Please repeat exactly the lines below from the one containing "positive clicks: (404, 426)" down to the one containing "positive clicks: (324, 242) (428, 585)", both included, and nothing else.

▶ _DATA TO USE_
--- START ---
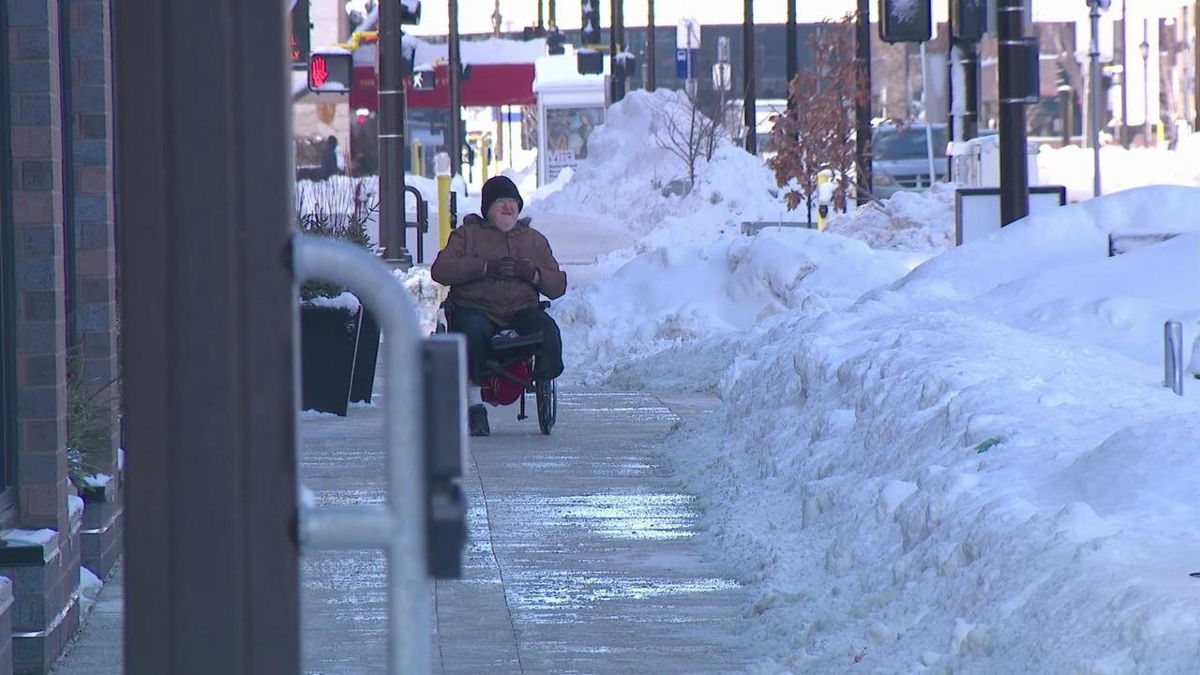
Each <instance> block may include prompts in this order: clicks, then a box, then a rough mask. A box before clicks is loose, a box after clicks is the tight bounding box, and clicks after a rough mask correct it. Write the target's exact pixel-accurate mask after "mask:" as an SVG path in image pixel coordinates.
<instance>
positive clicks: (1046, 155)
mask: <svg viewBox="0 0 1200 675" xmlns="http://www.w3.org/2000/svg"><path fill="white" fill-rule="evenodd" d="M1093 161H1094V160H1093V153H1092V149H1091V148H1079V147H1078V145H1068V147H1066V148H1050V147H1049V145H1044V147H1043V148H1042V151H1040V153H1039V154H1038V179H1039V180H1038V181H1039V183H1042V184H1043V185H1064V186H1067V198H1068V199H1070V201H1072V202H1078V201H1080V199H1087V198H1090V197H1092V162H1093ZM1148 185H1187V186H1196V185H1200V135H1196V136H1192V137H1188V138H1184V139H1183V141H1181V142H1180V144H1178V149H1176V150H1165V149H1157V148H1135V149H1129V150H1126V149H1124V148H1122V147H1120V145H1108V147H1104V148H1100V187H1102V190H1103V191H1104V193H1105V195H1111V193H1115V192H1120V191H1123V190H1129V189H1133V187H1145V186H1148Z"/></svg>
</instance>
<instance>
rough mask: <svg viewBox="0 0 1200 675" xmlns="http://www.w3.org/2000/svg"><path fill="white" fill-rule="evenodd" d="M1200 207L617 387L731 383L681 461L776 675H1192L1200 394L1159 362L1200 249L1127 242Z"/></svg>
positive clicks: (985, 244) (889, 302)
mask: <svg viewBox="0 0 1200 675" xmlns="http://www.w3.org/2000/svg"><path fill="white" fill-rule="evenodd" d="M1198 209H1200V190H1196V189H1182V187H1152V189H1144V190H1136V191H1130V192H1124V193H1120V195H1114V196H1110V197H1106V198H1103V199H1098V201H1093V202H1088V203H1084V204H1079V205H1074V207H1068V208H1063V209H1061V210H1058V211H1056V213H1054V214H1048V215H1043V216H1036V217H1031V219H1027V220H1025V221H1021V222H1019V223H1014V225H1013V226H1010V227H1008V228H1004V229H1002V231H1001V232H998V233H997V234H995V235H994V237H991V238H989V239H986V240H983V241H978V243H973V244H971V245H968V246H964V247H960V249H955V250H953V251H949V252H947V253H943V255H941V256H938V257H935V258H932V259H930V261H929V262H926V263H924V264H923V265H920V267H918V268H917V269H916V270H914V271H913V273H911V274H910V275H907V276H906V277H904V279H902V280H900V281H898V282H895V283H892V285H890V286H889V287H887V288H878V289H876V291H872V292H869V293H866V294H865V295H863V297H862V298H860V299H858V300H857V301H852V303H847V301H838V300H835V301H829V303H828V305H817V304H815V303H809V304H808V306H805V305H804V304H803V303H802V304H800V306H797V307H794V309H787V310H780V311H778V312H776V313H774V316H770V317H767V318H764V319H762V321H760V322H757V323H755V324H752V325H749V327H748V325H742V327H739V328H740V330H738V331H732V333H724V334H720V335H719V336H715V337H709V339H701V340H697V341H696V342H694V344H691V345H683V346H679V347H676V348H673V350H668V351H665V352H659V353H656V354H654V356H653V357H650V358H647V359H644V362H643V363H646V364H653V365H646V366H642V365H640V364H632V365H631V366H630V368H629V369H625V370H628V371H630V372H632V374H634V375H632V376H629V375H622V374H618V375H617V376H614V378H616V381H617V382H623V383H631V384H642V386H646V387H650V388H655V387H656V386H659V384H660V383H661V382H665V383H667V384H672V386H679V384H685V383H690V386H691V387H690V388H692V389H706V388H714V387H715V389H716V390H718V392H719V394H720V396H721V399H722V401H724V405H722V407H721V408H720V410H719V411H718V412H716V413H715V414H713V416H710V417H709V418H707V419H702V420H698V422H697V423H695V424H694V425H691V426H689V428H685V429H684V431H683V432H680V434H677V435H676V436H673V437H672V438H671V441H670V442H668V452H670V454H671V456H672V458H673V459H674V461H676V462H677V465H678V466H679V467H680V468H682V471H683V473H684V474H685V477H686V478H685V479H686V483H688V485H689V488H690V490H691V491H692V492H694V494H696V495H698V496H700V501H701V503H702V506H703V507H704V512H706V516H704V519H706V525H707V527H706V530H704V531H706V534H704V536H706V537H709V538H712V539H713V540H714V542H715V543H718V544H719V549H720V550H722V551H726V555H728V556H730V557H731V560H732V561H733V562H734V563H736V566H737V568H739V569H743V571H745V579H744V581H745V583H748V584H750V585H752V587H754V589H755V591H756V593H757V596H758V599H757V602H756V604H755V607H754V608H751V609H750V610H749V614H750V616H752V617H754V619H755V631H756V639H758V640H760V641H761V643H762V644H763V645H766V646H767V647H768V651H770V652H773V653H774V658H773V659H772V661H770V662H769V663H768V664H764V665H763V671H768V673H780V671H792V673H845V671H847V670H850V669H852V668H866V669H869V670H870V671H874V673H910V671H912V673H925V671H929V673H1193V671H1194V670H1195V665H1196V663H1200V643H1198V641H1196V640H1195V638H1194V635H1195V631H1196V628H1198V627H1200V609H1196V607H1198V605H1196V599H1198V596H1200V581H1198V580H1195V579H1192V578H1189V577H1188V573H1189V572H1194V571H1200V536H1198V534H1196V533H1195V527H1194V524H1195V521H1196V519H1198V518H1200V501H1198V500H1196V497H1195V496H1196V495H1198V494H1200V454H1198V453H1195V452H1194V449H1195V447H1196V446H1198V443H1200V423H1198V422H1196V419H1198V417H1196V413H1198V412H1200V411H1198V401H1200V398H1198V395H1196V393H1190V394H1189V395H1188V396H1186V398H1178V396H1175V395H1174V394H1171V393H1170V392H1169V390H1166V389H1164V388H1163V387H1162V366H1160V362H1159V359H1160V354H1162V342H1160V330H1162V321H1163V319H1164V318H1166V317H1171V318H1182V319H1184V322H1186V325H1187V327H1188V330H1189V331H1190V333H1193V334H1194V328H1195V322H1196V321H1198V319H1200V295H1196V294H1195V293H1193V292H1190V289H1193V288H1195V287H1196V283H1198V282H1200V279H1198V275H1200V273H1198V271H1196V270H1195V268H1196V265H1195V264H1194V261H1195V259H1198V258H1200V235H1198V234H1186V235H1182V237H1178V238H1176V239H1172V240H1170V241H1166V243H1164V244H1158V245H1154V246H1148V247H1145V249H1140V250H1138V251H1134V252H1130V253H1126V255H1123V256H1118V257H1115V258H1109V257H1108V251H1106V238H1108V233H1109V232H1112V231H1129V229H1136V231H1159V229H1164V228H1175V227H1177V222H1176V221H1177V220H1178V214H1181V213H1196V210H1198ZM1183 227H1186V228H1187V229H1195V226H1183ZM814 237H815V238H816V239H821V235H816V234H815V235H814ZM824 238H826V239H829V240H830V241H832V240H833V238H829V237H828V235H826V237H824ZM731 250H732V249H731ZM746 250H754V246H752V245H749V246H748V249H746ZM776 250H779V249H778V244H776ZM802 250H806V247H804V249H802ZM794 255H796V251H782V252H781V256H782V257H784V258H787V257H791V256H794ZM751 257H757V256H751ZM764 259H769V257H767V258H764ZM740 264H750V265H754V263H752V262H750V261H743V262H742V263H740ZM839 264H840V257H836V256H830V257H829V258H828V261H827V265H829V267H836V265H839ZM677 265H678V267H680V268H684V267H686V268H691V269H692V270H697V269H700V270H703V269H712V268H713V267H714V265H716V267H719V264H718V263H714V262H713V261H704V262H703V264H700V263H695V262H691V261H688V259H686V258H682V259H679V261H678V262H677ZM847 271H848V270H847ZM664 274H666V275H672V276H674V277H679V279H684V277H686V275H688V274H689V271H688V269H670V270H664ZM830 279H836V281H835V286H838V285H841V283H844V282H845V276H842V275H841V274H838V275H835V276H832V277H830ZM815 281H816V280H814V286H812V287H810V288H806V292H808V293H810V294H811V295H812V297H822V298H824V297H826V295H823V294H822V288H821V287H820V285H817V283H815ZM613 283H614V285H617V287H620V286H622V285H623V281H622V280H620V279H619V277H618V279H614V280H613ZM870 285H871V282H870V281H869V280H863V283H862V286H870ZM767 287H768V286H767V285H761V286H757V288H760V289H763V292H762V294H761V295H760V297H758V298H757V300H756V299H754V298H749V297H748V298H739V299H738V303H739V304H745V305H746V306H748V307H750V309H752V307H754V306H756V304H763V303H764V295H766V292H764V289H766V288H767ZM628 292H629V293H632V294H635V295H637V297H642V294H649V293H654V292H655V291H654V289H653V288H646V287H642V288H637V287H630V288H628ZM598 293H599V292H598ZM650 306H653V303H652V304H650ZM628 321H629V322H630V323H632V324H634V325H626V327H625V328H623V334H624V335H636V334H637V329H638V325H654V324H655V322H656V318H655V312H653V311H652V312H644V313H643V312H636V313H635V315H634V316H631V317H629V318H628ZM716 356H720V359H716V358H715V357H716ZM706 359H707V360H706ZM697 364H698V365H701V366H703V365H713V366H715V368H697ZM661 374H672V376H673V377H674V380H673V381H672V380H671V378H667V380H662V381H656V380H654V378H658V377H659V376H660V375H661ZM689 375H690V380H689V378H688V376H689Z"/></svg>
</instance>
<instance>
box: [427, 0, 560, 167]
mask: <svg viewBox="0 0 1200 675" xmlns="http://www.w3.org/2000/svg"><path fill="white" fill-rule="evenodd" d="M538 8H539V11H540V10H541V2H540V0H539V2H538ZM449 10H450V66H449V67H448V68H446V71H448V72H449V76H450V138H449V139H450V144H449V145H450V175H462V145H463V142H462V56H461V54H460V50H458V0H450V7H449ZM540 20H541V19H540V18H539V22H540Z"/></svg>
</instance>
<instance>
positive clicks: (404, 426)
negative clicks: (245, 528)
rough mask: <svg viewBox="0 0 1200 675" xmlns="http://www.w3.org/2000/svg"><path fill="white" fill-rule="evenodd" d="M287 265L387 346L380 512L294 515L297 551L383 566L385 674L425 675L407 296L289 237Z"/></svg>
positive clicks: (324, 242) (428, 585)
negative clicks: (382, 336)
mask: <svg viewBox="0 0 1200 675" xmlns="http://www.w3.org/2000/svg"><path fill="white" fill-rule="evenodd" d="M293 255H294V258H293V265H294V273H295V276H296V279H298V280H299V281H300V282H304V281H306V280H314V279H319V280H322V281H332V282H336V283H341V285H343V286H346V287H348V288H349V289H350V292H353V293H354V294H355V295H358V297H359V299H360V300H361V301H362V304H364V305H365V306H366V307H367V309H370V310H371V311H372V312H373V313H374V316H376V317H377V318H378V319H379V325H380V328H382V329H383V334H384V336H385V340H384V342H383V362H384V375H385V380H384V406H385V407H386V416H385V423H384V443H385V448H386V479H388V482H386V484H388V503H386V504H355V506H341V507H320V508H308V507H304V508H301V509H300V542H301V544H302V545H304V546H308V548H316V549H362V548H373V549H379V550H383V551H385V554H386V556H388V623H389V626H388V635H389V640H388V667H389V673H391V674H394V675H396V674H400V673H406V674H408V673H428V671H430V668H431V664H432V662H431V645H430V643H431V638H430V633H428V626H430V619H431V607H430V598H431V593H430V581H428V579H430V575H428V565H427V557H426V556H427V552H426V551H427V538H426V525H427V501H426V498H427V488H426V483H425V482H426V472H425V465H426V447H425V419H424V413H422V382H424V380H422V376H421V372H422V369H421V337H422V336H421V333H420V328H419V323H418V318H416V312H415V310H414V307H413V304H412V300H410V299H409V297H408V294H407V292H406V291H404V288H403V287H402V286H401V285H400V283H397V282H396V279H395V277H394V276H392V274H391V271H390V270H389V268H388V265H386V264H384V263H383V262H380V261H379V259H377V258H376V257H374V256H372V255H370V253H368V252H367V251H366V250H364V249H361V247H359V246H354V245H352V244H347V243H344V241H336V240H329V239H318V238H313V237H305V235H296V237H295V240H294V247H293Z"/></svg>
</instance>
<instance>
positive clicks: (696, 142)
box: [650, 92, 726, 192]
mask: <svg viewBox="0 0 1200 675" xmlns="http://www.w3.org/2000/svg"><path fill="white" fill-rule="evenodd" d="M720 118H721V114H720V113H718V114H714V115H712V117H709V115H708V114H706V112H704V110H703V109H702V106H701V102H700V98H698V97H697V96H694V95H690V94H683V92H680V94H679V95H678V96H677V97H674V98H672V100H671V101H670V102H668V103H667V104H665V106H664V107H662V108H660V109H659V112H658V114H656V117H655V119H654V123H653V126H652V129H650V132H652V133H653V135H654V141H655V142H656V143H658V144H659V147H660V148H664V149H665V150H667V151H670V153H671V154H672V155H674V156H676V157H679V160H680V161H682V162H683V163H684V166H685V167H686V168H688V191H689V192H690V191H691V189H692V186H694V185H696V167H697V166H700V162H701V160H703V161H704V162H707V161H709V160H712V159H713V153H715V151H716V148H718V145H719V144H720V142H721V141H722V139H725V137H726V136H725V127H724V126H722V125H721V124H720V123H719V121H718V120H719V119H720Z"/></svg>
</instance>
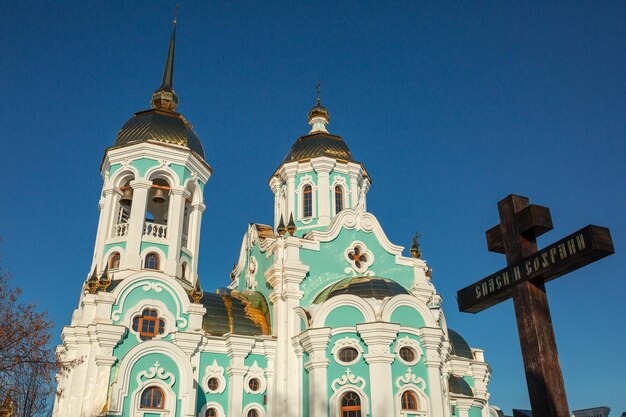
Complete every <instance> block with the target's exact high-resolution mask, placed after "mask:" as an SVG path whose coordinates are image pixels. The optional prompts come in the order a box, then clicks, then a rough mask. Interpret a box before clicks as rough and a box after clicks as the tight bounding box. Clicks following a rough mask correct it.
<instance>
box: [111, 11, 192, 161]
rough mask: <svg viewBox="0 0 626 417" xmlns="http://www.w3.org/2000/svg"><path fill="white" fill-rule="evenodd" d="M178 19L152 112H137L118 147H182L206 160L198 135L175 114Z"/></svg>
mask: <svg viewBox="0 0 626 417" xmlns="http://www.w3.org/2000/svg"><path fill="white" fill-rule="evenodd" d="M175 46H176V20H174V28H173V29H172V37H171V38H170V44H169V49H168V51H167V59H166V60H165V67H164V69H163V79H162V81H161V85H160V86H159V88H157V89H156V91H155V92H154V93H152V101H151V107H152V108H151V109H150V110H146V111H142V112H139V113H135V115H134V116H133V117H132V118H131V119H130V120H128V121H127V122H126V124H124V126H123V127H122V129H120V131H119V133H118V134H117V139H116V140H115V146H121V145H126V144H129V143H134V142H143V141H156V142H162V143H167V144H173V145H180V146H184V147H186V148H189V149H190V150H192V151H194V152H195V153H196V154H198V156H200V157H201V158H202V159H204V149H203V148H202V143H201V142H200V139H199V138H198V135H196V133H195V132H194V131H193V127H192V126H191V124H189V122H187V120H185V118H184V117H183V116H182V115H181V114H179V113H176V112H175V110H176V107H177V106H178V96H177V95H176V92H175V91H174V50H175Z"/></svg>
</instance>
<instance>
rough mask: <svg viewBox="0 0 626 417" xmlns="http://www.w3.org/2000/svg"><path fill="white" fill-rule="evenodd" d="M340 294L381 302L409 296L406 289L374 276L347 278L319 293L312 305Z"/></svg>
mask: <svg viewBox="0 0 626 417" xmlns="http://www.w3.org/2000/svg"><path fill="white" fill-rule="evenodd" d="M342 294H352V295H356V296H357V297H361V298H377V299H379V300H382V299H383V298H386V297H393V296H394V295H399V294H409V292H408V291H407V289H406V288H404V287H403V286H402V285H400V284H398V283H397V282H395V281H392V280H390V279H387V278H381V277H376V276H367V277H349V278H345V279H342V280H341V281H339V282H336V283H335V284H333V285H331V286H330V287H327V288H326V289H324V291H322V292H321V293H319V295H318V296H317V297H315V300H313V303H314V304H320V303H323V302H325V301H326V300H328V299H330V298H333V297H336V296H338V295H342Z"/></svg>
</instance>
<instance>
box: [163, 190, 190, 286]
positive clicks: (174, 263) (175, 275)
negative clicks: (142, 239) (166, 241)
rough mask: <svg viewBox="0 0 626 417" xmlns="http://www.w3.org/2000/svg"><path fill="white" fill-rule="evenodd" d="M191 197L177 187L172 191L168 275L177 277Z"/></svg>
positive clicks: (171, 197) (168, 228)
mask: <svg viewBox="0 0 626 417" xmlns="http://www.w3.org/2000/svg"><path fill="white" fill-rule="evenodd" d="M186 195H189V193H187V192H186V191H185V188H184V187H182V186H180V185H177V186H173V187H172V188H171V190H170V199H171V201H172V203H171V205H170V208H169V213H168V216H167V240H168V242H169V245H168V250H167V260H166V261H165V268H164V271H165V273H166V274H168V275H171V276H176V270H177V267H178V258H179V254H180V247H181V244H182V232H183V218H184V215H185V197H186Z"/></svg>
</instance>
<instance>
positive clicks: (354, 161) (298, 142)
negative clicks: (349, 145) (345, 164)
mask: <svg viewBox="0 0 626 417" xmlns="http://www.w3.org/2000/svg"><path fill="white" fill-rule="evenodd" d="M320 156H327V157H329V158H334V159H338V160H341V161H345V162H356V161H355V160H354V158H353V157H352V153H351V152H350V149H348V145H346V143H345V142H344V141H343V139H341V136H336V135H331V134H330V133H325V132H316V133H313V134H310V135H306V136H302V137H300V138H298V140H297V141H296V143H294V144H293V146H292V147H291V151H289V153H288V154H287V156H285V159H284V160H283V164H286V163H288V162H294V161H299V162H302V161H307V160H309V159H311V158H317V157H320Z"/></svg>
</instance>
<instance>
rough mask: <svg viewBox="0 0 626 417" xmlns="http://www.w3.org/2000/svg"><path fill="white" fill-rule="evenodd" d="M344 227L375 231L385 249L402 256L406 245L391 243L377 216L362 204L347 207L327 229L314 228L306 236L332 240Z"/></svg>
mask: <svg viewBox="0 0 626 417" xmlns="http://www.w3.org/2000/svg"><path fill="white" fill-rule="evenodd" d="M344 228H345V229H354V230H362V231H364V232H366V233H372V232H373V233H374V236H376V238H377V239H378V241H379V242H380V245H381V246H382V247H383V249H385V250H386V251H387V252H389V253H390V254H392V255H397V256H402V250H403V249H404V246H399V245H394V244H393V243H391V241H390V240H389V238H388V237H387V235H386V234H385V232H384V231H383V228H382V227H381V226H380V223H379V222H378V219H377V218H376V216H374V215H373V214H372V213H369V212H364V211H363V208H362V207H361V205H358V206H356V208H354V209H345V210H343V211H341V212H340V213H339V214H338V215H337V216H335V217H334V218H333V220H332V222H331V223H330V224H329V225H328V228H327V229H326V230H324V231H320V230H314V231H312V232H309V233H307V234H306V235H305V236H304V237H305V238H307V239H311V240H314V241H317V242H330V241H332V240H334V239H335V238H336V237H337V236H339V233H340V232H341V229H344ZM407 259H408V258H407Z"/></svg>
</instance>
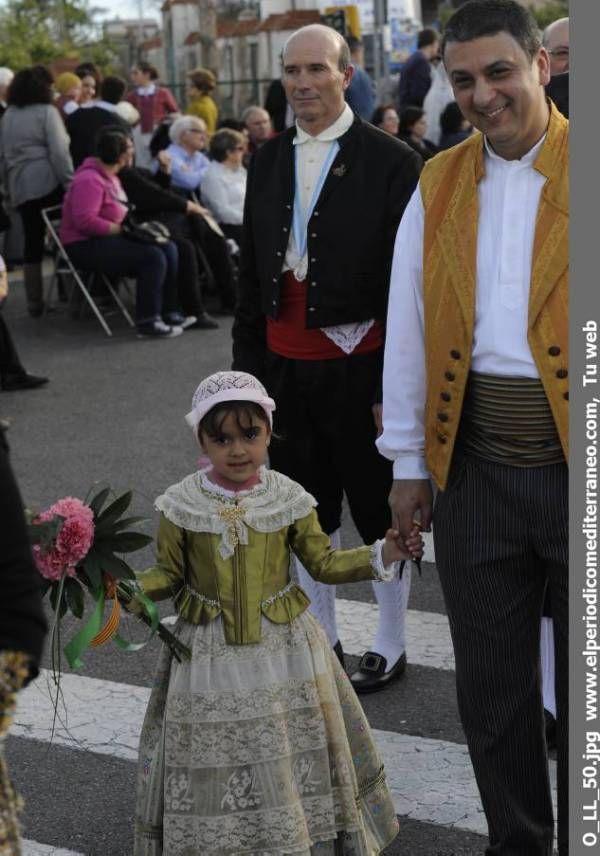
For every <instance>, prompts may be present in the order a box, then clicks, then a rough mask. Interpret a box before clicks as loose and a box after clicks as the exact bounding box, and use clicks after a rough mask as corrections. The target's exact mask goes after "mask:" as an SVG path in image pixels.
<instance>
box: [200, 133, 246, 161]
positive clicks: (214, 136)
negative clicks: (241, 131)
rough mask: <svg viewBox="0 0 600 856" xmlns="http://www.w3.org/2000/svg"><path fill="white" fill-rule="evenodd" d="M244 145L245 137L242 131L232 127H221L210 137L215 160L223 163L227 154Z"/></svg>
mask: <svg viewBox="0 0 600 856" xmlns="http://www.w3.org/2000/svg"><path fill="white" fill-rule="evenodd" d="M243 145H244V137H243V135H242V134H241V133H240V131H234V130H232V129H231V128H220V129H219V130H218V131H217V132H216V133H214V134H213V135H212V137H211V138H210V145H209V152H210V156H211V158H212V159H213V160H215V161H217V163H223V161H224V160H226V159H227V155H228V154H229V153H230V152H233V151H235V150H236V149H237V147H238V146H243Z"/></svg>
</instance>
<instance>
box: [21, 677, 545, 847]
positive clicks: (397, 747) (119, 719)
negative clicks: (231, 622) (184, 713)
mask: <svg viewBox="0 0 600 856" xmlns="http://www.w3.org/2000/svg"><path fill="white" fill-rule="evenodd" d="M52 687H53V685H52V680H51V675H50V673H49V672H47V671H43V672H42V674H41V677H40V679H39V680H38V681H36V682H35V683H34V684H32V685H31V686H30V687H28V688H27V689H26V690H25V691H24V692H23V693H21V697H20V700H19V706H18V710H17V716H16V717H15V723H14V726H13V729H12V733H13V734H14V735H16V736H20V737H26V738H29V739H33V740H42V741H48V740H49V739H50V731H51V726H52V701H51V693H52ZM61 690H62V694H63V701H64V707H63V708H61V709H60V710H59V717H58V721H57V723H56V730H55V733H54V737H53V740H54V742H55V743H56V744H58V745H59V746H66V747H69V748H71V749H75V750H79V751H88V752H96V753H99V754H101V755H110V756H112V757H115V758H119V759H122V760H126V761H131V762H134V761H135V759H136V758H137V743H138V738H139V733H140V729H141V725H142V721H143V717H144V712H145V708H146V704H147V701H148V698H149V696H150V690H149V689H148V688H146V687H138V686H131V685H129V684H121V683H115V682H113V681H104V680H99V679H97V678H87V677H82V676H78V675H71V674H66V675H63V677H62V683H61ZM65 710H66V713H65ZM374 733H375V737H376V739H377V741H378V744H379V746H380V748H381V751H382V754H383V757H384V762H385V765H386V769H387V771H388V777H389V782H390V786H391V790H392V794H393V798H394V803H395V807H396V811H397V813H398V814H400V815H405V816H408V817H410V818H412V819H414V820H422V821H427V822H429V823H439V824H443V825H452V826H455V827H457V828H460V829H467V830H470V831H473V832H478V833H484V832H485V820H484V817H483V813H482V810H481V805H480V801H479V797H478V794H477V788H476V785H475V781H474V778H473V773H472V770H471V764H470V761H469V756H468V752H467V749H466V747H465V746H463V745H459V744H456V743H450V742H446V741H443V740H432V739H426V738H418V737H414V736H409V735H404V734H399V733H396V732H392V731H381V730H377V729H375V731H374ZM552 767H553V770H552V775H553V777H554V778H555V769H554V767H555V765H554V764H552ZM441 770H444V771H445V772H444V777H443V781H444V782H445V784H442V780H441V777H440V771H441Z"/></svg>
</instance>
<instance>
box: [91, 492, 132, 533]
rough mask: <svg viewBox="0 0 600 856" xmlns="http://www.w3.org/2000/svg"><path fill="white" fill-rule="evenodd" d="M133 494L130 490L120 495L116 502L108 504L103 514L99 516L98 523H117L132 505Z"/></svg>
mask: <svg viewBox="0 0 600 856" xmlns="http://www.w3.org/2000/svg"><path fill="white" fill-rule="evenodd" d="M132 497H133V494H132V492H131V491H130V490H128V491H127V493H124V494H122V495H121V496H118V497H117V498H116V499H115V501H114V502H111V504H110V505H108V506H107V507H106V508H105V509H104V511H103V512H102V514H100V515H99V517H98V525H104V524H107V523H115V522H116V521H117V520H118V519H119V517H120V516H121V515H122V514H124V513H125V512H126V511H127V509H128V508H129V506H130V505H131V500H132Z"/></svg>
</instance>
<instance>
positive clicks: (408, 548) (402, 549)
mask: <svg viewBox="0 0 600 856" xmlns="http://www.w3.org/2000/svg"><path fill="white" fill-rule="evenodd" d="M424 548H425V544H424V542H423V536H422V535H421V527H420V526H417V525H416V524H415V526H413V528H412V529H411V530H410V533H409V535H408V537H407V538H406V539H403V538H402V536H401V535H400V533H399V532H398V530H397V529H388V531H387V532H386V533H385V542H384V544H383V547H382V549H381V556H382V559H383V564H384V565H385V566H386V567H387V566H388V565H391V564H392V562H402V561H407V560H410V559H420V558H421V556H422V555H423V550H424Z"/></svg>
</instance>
--- END ---
▶ _SOLUTION FOR THIS EXERCISE_
positive clicks: (404, 426)
negative clicks: (245, 528)
rough mask: <svg viewBox="0 0 1200 675" xmlns="http://www.w3.org/2000/svg"><path fill="white" fill-rule="evenodd" d="M287 265L387 346L380 512L294 515L297 551L383 566L385 674L425 675L407 296L289 237Z"/></svg>
positive clicks: (324, 242) (428, 585)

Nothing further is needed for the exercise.